• _WORK TO COMPLETE_: Repeat the lines from the line with "Rules: pick out each instance of the bokeh" to the line with "[[216, 539]]", requests included, and add 101 to every coordinate value in the answers.

──────── DATA LINES ────────

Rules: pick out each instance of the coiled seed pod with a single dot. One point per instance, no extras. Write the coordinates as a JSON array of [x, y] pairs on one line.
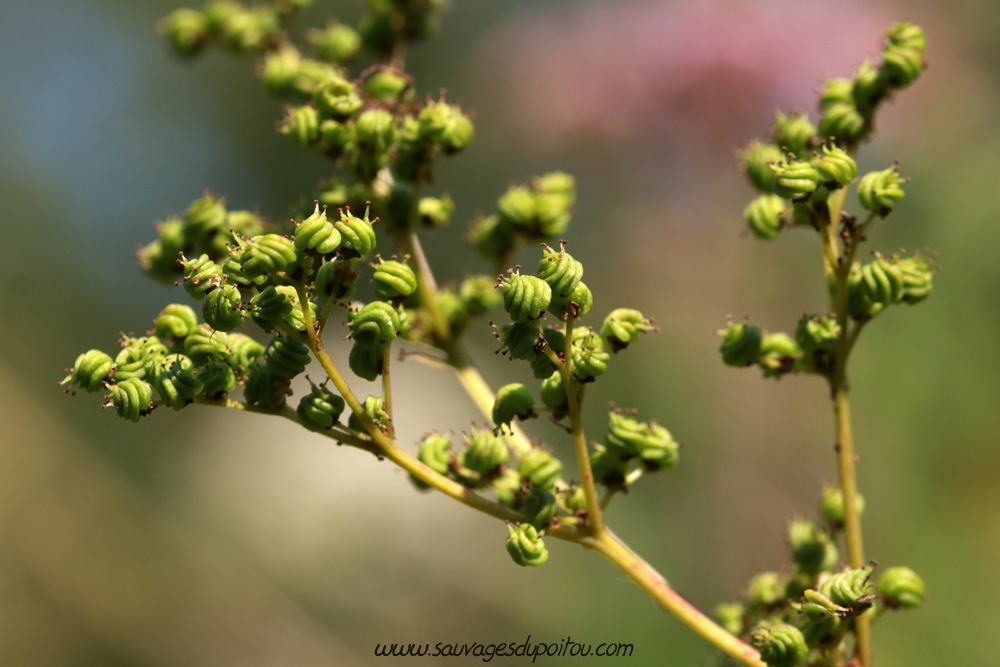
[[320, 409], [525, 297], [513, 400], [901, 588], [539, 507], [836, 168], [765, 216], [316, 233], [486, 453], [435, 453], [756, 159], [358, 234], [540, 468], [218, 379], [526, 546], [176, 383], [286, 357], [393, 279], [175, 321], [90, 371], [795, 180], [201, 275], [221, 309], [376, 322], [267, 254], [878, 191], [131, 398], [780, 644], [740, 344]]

────────
──────── DATA LINES ────────

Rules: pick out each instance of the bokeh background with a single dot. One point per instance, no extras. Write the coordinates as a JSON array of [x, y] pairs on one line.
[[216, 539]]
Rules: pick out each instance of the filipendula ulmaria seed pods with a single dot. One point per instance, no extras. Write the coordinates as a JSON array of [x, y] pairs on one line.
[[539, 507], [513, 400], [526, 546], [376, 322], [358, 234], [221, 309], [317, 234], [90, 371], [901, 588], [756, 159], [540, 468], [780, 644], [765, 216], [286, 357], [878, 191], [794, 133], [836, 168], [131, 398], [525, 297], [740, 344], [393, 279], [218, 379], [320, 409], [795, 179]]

────────

• _CORRECT OUTPUT_:
Rules: pick out each instance of the bokeh background with a single dot. One point per instance, no extras. Write the coordinates as a JSON array of [x, y] pairs on one line.
[[317, 640]]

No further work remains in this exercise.